TAREA PEDIDA: Convierte en una tabla Markdown todo el listado desde la línea que contiene "phrase -- lawn" hasta el final, ambas incluidas, con una columna n para el número de fila y otra Línea para el texto. Deja fuera las líneas en blanco.

### DATOS DEL LISTADO

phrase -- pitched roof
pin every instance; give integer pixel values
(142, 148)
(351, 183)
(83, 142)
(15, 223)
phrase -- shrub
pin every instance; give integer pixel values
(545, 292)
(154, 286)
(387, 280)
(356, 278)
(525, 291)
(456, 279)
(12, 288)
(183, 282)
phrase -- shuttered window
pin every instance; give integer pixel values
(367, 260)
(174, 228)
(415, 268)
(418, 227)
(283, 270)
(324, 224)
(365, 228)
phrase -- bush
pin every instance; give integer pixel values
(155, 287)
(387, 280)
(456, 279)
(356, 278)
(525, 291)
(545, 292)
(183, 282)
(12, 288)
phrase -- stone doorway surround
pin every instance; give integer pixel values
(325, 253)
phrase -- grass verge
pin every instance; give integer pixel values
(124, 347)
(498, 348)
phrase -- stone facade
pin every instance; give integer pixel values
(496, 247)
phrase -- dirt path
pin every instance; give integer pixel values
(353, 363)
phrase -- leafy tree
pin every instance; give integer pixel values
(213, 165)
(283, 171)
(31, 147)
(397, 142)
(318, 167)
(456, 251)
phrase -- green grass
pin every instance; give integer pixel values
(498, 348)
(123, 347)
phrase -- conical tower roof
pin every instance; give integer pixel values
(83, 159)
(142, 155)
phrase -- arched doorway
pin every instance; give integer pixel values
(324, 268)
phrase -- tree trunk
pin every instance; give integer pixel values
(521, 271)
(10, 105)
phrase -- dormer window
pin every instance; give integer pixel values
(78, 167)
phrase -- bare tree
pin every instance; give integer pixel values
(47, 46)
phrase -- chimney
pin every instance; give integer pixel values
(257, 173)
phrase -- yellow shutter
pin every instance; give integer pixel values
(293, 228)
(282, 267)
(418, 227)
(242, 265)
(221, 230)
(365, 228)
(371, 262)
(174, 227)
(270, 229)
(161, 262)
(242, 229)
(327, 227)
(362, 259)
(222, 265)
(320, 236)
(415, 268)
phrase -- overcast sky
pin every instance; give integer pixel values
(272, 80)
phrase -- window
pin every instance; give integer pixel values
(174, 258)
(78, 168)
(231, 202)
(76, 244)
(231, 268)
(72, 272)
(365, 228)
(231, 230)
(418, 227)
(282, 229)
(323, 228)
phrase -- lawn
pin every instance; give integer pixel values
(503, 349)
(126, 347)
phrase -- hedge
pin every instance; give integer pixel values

######

RESPUESTA ESPERADA:
| n | Línea |
|---|---|
| 1 | phrase -- lawn |
| 2 | pin every instance; give integer pixel values |
| 3 | (503, 349) |
| 4 | (126, 347) |
| 5 | phrase -- hedge |
| 6 | pin every instance; give integer pixel values |